__Prompt 1__
Duplicate the passage of the etcd issue thread from "Line 288 in" to "expect to happen?".
__Prompt 2__
In the etcd issue thread, what lease renew rate did the reporter's test cluster handle?
__Prompt 3__
Extend the etcd issue thread, picking up after its final sentence.

Performance Issue: CPU usage of the leader node increased by 20% #18069

qixiaoyang0 · 2024-05-27T03:01:02Z

Bug report criteria

This bug report is not security related, security issues should be disclosed privately via etcd maintainers.
This is not a support request or question, support requests or questions should be raised in the etcd discussion forums.
You have read the etcd bug reporting guidelines.
Existing open issues along with etcd frequently asked questions have been checked and this is not a duplicate.

What happened?

In the ETCD cluster I tested, the lease renew rate is 1500/s, arm64 CPU, and the CPU usage of the leader node increased by 20%.

This problem is because of this modification

etcd/server/etcdserver/v3_server.go

Line 288 in bb701b9

if !s.ensureLeadership() {

We conducted rigorous tests, including checking pprof, collecting metrics, deleting that line of code and recompiling etcd, and confirmed that this was the reason for the CPU increase.

What did you expect to happen?

It may not be necessary to add leader confirmation in lease renew.
Or using a more performant method.

How can we reproduce it (as minimally and precisely as possible)?

Sending many lease update requests to the ETCD cluster, v3.5.11 version CPU will increase a lot.

Anything else we need to know?

No response

Etcd version (please run commands below)

v3.5.11

Etcd configuration (command line flags or environment variables)

paste your configuration here

Etcd debug information (please run commands below, feel free to obfuscate the IP address or FQDN in the output)

$ etcdctl member list -w table
# paste output here

$ etcdctl --endpoints=<member list> endpoint status -w table
# paste output here

Relevant log output

No response

jmhbnz · 2024-05-27T03:31:17Z

Hi @qixiaoyang0 - Thanks for highlighting this. Adding some context, this performance impact was mentioned as part of the pr that introduced the line you mention. Refer #16822 (comment).

The pr was required to fix #15247.

I am not sure if there will be much we can do to alleviate this currently, defer to @ahrtr and @serathius on any ideas for an alternative approach (if any).

ahrtr · 2024-05-27T06:19:48Z

Sending many lease update requests to the ETCD cluster, v3.5.11 version CPU will increase a lot.

How did you send "lease update request"? Kept sending KeepAliveOnce?
If yes (to above question), do you have a real use case to keep sending KeepAliveOnce? Have you considered call KeepAlive?

qixiaoyang0 · 2024-05-27T07:32:29Z

Sending many lease update requests to the ETCD cluster, v3.5.11 version CPU will increase a lot.

How did you send "lease update request"? Kept sending KeepAliveOnce?

If yes (to above question), do you have a real use case to keep sending KeepAliveOnce? Have you considered call KeepAlive?

@ahrtr Thanks for the reply. I'm very sorry that my expression was unclear. "lease update request" means lease renew.
Our method of renewing lease is neither KeepAliveOnce nor KeepAlive. Instead, we use keepalive developed based on grpc stream. For etcd server, this is equivalent to KeepAlive.

Named object pointing records:

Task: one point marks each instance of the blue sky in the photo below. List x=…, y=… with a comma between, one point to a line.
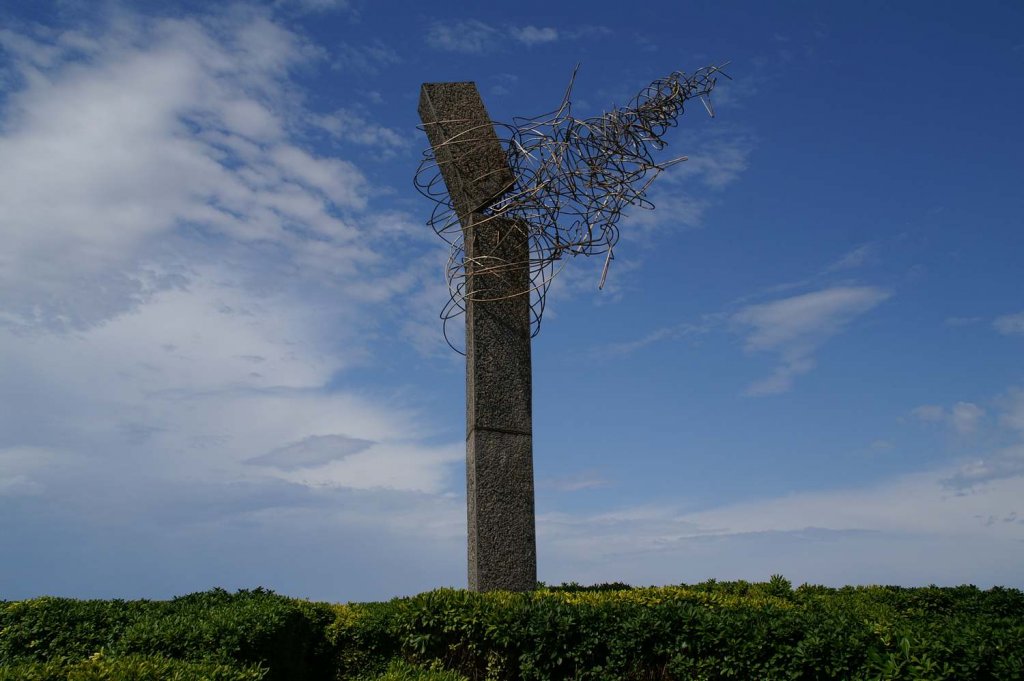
x=220, y=356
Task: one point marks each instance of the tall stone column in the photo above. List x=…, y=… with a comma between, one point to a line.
x=502, y=544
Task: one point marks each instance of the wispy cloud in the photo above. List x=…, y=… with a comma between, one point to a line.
x=313, y=6
x=876, y=533
x=1010, y=325
x=794, y=328
x=531, y=35
x=858, y=257
x=465, y=36
x=962, y=417
x=349, y=125
x=368, y=59
x=963, y=321
x=182, y=278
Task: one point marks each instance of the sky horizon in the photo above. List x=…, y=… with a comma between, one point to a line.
x=221, y=363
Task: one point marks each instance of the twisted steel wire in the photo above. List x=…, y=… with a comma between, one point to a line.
x=573, y=178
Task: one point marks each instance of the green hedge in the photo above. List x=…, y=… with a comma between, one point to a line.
x=287, y=636
x=132, y=668
x=732, y=630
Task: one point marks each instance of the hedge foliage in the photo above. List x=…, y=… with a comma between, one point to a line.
x=732, y=630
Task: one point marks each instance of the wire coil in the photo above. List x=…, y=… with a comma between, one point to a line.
x=573, y=178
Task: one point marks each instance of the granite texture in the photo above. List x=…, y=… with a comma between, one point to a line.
x=502, y=546
x=471, y=160
x=500, y=508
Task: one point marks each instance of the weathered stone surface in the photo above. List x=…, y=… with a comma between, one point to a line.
x=500, y=494
x=499, y=381
x=502, y=547
x=470, y=158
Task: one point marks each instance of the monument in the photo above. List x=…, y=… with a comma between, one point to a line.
x=511, y=207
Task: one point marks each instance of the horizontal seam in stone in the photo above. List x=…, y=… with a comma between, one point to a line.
x=498, y=430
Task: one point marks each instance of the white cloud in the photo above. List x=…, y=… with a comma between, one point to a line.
x=962, y=417
x=794, y=328
x=999, y=465
x=531, y=35
x=467, y=36
x=858, y=257
x=350, y=126
x=1010, y=325
x=1012, y=410
x=910, y=530
x=930, y=413
x=181, y=278
x=313, y=5
x=367, y=59
x=965, y=417
x=165, y=127
x=716, y=163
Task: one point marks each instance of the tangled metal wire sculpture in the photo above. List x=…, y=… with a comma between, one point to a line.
x=573, y=177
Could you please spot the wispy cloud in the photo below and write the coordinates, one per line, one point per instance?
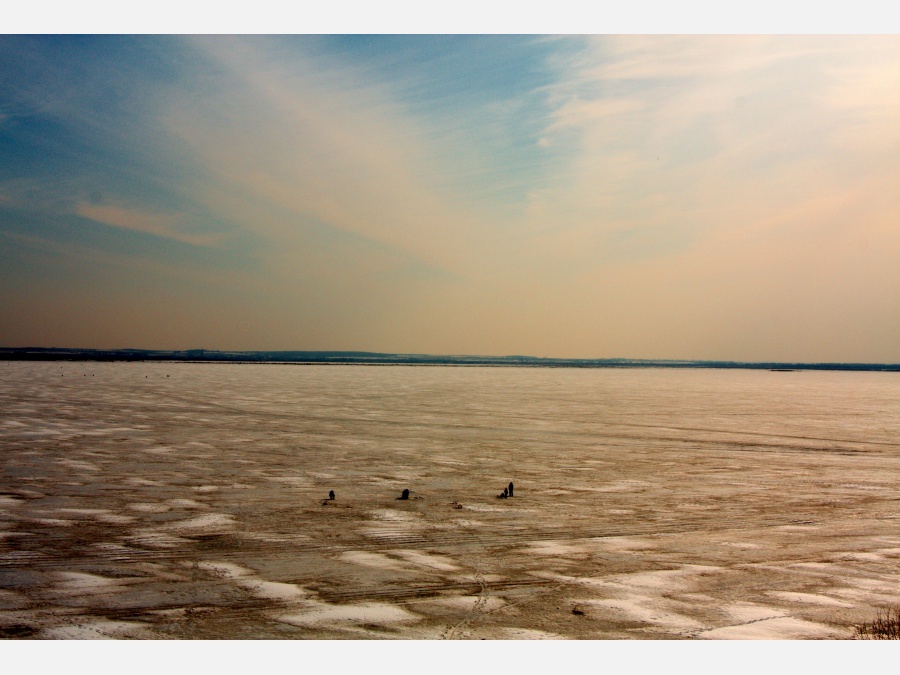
(168, 226)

__Response 1__
Line 288 in bb701b9

if !s.ensureLeadership() {

We conducted rigorous tests, including checking pprof, collecting metrics, deleting that line of code and recompiling etcd, and confirmed that this was the reason for the CPU increase.

What did you expect to happen?

__Response 2__
1500 per second.

__Response 3__
serathius · 2024-05-27T07:41:52Z

This problem is because of this modification

What was your method of deduction? Did you do any profiling?

ahrtr · 2024-05-27T07:46:49Z

Instead, we use keepalive developed based on grpc stream.

Thanks for the response, but I do not quite understand this. Please feel free to ping me on slack (K8s workspace).

qixiaoyang0 · 2024-05-27T08:15:17Z

This problem is because of this modification

What was your method of deduction? Did you do any profiling?

My test method is:

The CPU growth was not discovered using standard test cases, but was discovered in our production environment. In our cluster, we observed through log statistics that the lease renew rate is 1,500 times per second. . I think it can be reproduced using benchmark tests.
Check the CPU usage through pprof and find that the main growth hot spots are rafthttp.(*streamReader).run and rafthttp.(*streamWriter).run
In metrics, the growth rates of etcd_network_peer_received_bytes_total and etcd_network_peer_sent_bytes_total are an order of magnitude higher than those of versions before V3.5.13.
In etcdserver.(*EtcdServer).LeaseRenew, I deleted ensureLeadership, recompiled the binary file, and replaced it with the cluster. The CPU usage dropped to the value before version V3.5.13.

tjungblu · 2024-05-27T08:25:50Z

In etcdserver.(*EtcdServer).LeaseRenew, I deleted ensureLeadership

makes me wonder why it increases the CPU usage so much, it merely waits on read state notification.
edit: etcd_network_peer_sent_bytes_total are an order of magnitude higher proto parsing? :)

qixiaoyang0 · 2024-05-27T08:56:40Z

In etcdserver.(*EtcdServer).LeaseRenew, I deleted ensureLeadership

makes me wonder why it increases the CPU usage so much, it merely waits on read state notification. edit: etcd_network_peer_sent_bytes_total are an order of magnitude higher proto parsing? :)

In a cluster where the lease refresh request rate is stable, I first collect metrics once and record the values of etcd_network_peer_sent_bytes_total and etcd_network_peer_received_bytes_total. After 10 minutes, I collect metrics and record the values. In this way, I can guide the sending rate and receiving rate.
Comparing the version before v3.5.13 with the v3.5.13 version, the sent rate and received rate change: 9,523/s to 43,034/s

ahrtr · 2024-05-27T13:39:27Z

Usually users don't need to renew a lease too frequently. The KeepAlive sends the LeaseKeepAliveRequest every TTL/3 seconds, can you follow the similar pattern? If not, can you please explain why?

In order to avoid long back-and-forth communication, please feel free to ping me this week.

qixiaoyang0 · 2024-05-28T03:38:41Z

Usually users don't need to renew a lease too frequently. The KeepAlive sends the LeaseKeepAliveRequest every TTL/3 seconds, can you follow the similar pattern? If not, can you please explain why?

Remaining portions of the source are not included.